§ **Consignes**:
a. Dans le texte sur la mémoire de l'esclavage, relevez les territoires cités entre parenthèses dans la première phrase de la partie I.
b. Reproduisez fidèlement, s'il vous plaît, le passage du texte sur la mémoire de l'esclavage qui commence aux mots "D’autre part et" et s'arrête après les mots "crime contre l’Humanité.".

§ **Extrait du texte**:
===============

A Monsieur Jean-Pierre Raffarin Premier Ministre
Hôtel Matignon 57 rue de Varenne
75007 Paris
( Réf : CT/MMG/1204-1 )
Monsieur Le Premier Ministre,
Le Comité pour la Mémoire de l’Esclavage vous a remis ce mardi 12 avril son rapport sur les Mémoires de la Traite Négrière, de l’Esclavage et leurs Abolitions. Des nombreuses propositions contenues dans ce rapport, celle relative à une date de célébration nationale est sans doute la plus emblématique et la plus immédiate. Des dépêches d’informations émanant de l’AFP font état de votre intention de faire examiner ces propositions par un comité interministériel qui ne statuerait qu’au mois de juin prochain.
Permettez-moi d’appeler votre attention sur le risque, dans l’hypothèse où vous retiendriez une date au mois de mai, que la célébration ne puisse avoir lieu en cette année 2005. D’une part, ce retard invaliderait la déclaration de Madame la Ministre de l’Outre-Mer qui en mars dernier avait annoncé que
« le Premier Ministre annoncerait lui-même en avril le jour de son choix, après la remise du rapport et qu’une première commémoration aurait lieu dès 2005 ».
D’autre part et plus grave, tous ceux qui attendent l’annonce de cette date et le lancement des cérémonies et évènements annuels qui doivent marquer cette commémoration en seront profondément déçus. Il leur sera difficile de ne pas éprouver le sentiment d’avoir été abusé dans l’espoir d’une manifestation officielle de la volonté de l’Etat d’appliquer la Loi 2001-434 et en vertu de ses dispositions, de s’incliner devant la mémoire de ce crime contre l’Humanité.
En espérant que vous serez sensible à cette nécessité de ne pas surseoir davantage à une décision tant attendue. Je vous prie d’agréer, Monsieur le Premier Ministre, l’assurance de ma très haute considération.
( Ch. Taubira comité pour la mémoire de l’esclavage ; Mémoires de la traite négrière, de l’esclavage et de leurs abolitions ; Synthèse du rapport remis à Monsieur le Premier Ministre le 12 avril 2005 )
I) Pour une mémoire partagée de la traite négrière, de l’esclavage et de leurs abolitions La très grande majorité de nos concitoyens du monde issu de l’esclavage ( Guyane, Guadeloupe, Martinique et La Réunion ) est convaincue que l’histoire de la traite négrière, de l’esclavage et de leurs abolitions continue d’être largement ignorée, négligée, marginalisée.[page]
Ces concitoyens perçoivent cet état de fait comme un déni de leur propre existence et de leur intégration dans la République. Ils attendent de l’Etat, au-delà de tous les clivages, un acte symbolique fort et des actions, qui donnent un prolongement à la loi du 21 mai 2001. La commémoration annuelle de l’abolition de l’esclavage en France métropolitaine participera au travail de réparation historique que le Comité pour la mémoire de l’esclavage ( C.P.M.E. ) s’est fixé. Elle devra être l’occasion d’un hommage rendu aux esclaves et à leurs contributions à la culture et à la pensée, dans les écoles, les médias, les institutions culturelles et les plus hautes institutions de l’État. Il est entendu que cette date ne se substitue pas aux dates commémoratives propres à chacun des départements d’outre-mer et à Mayotte.

===============

Éléments d'un jeu de données:
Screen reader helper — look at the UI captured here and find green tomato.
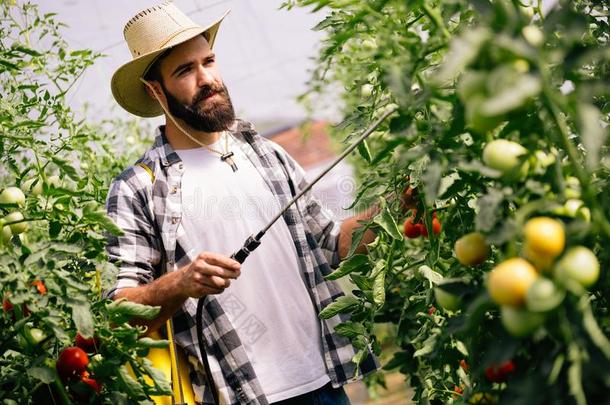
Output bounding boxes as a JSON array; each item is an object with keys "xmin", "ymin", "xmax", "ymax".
[
  {"xmin": 434, "ymin": 287, "xmax": 462, "ymax": 311},
  {"xmin": 525, "ymin": 277, "xmax": 565, "ymax": 312},
  {"xmin": 47, "ymin": 175, "xmax": 61, "ymax": 188},
  {"xmin": 554, "ymin": 246, "xmax": 599, "ymax": 287},
  {"xmin": 362, "ymin": 38, "xmax": 377, "ymax": 51},
  {"xmin": 4, "ymin": 211, "xmax": 28, "ymax": 235},
  {"xmin": 500, "ymin": 305, "xmax": 545, "ymax": 338},
  {"xmin": 30, "ymin": 328, "xmax": 47, "ymax": 344},
  {"xmin": 521, "ymin": 25, "xmax": 544, "ymax": 46},
  {"xmin": 454, "ymin": 232, "xmax": 489, "ymax": 266},
  {"xmin": 0, "ymin": 187, "xmax": 25, "ymax": 205},
  {"xmin": 0, "ymin": 220, "xmax": 13, "ymax": 245},
  {"xmin": 360, "ymin": 83, "xmax": 373, "ymax": 98},
  {"xmin": 483, "ymin": 139, "xmax": 529, "ymax": 178},
  {"xmin": 21, "ymin": 177, "xmax": 42, "ymax": 196}
]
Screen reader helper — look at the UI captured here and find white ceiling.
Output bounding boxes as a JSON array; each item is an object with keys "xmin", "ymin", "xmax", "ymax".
[{"xmin": 38, "ymin": 0, "xmax": 332, "ymax": 129}]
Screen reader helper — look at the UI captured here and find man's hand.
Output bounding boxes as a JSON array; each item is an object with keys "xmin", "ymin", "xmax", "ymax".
[{"xmin": 180, "ymin": 252, "xmax": 241, "ymax": 298}]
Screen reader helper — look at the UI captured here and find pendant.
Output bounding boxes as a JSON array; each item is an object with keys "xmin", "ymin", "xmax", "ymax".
[{"xmin": 220, "ymin": 151, "xmax": 237, "ymax": 172}]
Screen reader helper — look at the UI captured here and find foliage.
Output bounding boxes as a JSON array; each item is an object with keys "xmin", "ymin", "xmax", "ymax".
[
  {"xmin": 284, "ymin": 0, "xmax": 610, "ymax": 404},
  {"xmin": 0, "ymin": 2, "xmax": 168, "ymax": 404}
]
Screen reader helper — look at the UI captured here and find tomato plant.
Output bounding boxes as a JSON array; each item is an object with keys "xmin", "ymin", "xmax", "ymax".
[
  {"xmin": 0, "ymin": 1, "xmax": 170, "ymax": 404},
  {"xmin": 285, "ymin": 0, "xmax": 610, "ymax": 404}
]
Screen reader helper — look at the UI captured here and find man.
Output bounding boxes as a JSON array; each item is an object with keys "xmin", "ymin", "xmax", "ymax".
[{"xmin": 107, "ymin": 2, "xmax": 379, "ymax": 404}]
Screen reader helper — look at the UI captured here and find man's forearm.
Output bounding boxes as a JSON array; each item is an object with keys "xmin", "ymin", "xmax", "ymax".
[
  {"xmin": 114, "ymin": 270, "xmax": 188, "ymax": 333},
  {"xmin": 338, "ymin": 204, "xmax": 379, "ymax": 260}
]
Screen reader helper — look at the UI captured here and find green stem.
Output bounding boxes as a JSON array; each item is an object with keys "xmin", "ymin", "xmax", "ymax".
[
  {"xmin": 422, "ymin": 3, "xmax": 451, "ymax": 39},
  {"xmin": 543, "ymin": 90, "xmax": 610, "ymax": 238},
  {"xmin": 53, "ymin": 375, "xmax": 72, "ymax": 405}
]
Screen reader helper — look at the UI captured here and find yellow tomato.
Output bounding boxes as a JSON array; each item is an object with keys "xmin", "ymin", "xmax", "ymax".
[
  {"xmin": 487, "ymin": 258, "xmax": 539, "ymax": 307},
  {"xmin": 454, "ymin": 232, "xmax": 489, "ymax": 266},
  {"xmin": 523, "ymin": 217, "xmax": 566, "ymax": 260}
]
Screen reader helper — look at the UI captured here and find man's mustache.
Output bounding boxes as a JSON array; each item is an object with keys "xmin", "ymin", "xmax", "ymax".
[{"xmin": 193, "ymin": 85, "xmax": 225, "ymax": 105}]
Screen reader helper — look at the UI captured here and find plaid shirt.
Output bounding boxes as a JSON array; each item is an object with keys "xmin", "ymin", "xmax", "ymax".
[{"xmin": 106, "ymin": 120, "xmax": 379, "ymax": 404}]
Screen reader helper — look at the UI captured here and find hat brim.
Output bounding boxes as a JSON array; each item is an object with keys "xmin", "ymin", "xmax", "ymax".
[{"xmin": 110, "ymin": 10, "xmax": 229, "ymax": 117}]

===============

§ **Corrigés**:
a. Guyane, Guadeloupe, Martinique, La Réunion

b.
D’autre part et plus grave, tous ceux qui attendent l’annonce de cette date et le lancement des cérémonies et évènements annuels qui doivent marquer cette commémoration en seront profondément déçus. Il leur sera difficile de ne pas éprouver le sentiment d’avoir été abusé dans l’espoir d’une manifestation officielle de la volonté de l’Etat d’appliquer la Loi 2001-434 et en vertu de ses dispositions, de s’incliner devant la mémoire de ce crime contre l’Humanité.